(EXTRACTED RECORDS)
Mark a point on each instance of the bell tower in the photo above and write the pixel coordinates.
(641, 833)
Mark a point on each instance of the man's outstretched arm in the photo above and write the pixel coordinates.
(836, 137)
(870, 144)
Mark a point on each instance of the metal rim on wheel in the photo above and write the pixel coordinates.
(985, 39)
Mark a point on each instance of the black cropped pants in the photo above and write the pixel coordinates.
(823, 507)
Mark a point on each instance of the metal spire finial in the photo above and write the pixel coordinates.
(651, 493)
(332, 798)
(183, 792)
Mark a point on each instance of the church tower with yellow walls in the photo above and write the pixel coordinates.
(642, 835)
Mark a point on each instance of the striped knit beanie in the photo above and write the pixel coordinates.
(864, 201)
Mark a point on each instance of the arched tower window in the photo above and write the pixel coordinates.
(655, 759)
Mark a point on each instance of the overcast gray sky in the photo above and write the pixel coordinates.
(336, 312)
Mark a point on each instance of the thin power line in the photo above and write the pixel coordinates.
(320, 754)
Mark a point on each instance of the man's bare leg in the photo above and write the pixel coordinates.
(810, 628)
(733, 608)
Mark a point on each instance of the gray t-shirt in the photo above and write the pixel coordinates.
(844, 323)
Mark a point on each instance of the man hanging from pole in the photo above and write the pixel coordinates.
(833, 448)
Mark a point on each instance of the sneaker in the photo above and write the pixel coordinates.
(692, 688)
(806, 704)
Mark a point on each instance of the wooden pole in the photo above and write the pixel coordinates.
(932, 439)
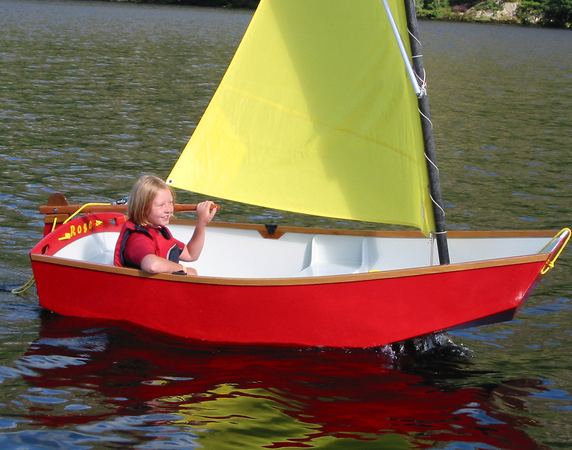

(TASK INSTRUCTIONS) How many lines in the data above contain the word "tower"? Reply with the number alone.

(COMPLETED EXERCISE) 3